> [To do]: Rewrite the lines from the beginning up to and including the line with "233;261;290;321", replacing "supplied image" with "provided image" and leaving everything else unchanged.

> [Data extract]:
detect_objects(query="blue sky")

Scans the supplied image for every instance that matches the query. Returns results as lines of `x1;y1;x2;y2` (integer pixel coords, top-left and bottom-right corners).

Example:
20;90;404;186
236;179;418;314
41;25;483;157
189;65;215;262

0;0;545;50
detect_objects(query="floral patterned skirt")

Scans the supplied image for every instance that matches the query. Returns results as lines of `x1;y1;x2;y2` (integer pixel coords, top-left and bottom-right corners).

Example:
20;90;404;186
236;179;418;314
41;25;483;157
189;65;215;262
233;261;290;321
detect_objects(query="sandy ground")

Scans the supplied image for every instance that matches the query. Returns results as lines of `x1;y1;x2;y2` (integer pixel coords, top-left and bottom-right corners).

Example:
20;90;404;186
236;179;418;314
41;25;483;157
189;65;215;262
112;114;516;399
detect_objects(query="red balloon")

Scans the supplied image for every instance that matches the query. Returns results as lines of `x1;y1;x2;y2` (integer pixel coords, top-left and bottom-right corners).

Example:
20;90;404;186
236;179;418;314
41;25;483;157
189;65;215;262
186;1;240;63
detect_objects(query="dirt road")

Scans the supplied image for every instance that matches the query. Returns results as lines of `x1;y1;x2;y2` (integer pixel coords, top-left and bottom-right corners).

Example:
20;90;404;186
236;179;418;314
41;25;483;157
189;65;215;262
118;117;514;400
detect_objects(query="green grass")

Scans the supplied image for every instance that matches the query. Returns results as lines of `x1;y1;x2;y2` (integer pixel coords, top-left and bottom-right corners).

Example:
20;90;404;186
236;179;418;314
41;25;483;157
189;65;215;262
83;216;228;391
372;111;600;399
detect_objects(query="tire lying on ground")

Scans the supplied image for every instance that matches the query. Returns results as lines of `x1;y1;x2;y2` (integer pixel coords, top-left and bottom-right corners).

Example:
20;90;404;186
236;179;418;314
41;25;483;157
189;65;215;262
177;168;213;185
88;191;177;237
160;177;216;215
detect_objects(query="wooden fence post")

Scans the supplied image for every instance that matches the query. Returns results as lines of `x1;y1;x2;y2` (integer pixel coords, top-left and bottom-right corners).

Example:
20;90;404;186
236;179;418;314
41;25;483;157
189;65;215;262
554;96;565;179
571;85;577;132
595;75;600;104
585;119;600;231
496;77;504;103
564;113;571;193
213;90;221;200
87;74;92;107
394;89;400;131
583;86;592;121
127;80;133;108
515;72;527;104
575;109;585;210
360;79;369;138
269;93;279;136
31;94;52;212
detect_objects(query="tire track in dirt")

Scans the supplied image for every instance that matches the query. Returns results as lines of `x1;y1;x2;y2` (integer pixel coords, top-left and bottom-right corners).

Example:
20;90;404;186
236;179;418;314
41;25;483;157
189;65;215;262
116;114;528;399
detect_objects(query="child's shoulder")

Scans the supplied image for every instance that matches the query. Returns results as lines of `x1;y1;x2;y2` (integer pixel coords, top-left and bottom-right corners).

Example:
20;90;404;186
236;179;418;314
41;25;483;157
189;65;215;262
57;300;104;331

> [Correct result]:
detect_objects(query="blue sky")

Scans the provided image for every instance that matches the query. Returns results as lines of `x1;y1;x2;y2` (integer pixel coords, top-left and bottom-right corners).

Example:
20;90;404;186
236;179;418;314
41;25;483;157
189;65;215;262

0;0;545;50
detect_objects(query="floral patterned skirt")

Scans the provided image for every instance that matches the query. Returns results as lines of `x1;y1;x2;y2` (integer pixel coords, top-left and bottom-right corners).

Example:
20;90;404;186
236;179;418;314
41;25;483;157
189;65;215;262
233;261;290;321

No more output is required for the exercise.